Consider live value for alert MySQLGaleraRecvQueueLengthTooHigh

Open psycofdj opened this issue 6 years ago • 0 comments

I have issues with the MySQLGaleraRecvQueueLengthTooHigh alert which is triggering for a very long time: hours after an incident on the galera cluster has been resolved (eg. recreating one of the node vm)

From my understanding, the alert is based on the mysql_global_status_wsrep_local_recv_queue_avg metrics which is itself read from the wsrep_local_recv_queue_avg status on the galera cluster.

Live values can be read on the cluster using the query SHOW GLOBAL STATUS LIKE 'wsrep_%';

The definition for the wsrep_local_recv_queue_avg status states:

Recv queue length averaged over interval since the last FLUSH STATUS command.
————
▶ _REQUIREMENTS_
A – Shorten the Galera alert issue's paragraph beginning "From my understanding, the alert is based" while keeping its main facts.
B – In the Galera alert issue, what query shows live values on the cluster?
C – Carry the Galera alert issue forward from its last sentence.
The material comes from a different source than the Galera alert issue.

▶ _EXTRACTED DATA_
————
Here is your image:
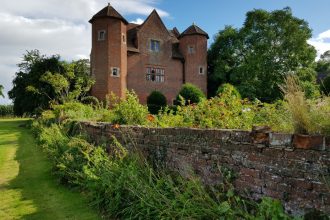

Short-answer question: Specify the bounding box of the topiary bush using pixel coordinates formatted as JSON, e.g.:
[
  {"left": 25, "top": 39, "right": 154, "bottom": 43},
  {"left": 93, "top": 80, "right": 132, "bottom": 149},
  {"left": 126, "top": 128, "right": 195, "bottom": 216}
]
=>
[
  {"left": 0, "top": 105, "right": 14, "bottom": 117},
  {"left": 147, "top": 91, "right": 167, "bottom": 114},
  {"left": 321, "top": 75, "right": 330, "bottom": 96},
  {"left": 175, "top": 83, "right": 206, "bottom": 105},
  {"left": 217, "top": 83, "right": 241, "bottom": 99}
]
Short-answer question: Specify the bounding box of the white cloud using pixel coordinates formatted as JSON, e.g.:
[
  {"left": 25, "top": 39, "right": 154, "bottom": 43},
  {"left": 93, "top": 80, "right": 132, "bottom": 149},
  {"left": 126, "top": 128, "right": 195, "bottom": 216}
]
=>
[
  {"left": 131, "top": 18, "right": 144, "bottom": 24},
  {"left": 308, "top": 30, "right": 330, "bottom": 58},
  {"left": 0, "top": 0, "right": 169, "bottom": 104}
]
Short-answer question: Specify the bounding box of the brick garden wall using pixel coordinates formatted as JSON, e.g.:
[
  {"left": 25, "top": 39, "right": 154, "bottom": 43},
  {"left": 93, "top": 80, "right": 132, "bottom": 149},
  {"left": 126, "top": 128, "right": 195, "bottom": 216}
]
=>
[{"left": 81, "top": 122, "right": 330, "bottom": 215}]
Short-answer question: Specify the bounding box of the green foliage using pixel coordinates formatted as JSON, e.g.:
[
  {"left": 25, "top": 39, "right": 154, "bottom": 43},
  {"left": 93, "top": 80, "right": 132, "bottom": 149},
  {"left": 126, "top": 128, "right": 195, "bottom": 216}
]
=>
[
  {"left": 112, "top": 91, "right": 148, "bottom": 125},
  {"left": 176, "top": 83, "right": 205, "bottom": 105},
  {"left": 282, "top": 76, "right": 330, "bottom": 134},
  {"left": 253, "top": 101, "right": 294, "bottom": 133},
  {"left": 8, "top": 50, "right": 94, "bottom": 115},
  {"left": 0, "top": 105, "right": 14, "bottom": 117},
  {"left": 33, "top": 119, "right": 289, "bottom": 219},
  {"left": 0, "top": 85, "right": 5, "bottom": 98},
  {"left": 208, "top": 8, "right": 317, "bottom": 102},
  {"left": 321, "top": 74, "right": 330, "bottom": 96},
  {"left": 157, "top": 89, "right": 255, "bottom": 129},
  {"left": 217, "top": 83, "right": 241, "bottom": 99},
  {"left": 147, "top": 91, "right": 167, "bottom": 114}
]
————
▶ _ANSWERS PROVIDED_
A – The alert depends on the mysql_global_status_wsrep_local_recv_queue_avg metric, which comes from the cluster's wsrep_local_recv_queue_avg status.

B – SHOW GLOBAL STATUS LIKE 'wsrep_%';

C –
After recreation, my node starts with a quite high recv_queue, then quickly falls to 0 within minutes. However, since this metric is averaged over time, it take hours to fall back under the configured threshold.

Shouldn't we consider using the live metric mysql_global_status_wsrep_local_recv_queue based on wsrep_local_recv_queue_avg and configure an alert that use prometheus average functions ? Something like avg_over_time(mysql_global_status_wsrep_local_recv_queue[5m]) ?

LMK your opinion on this. I can create a PR if that helps.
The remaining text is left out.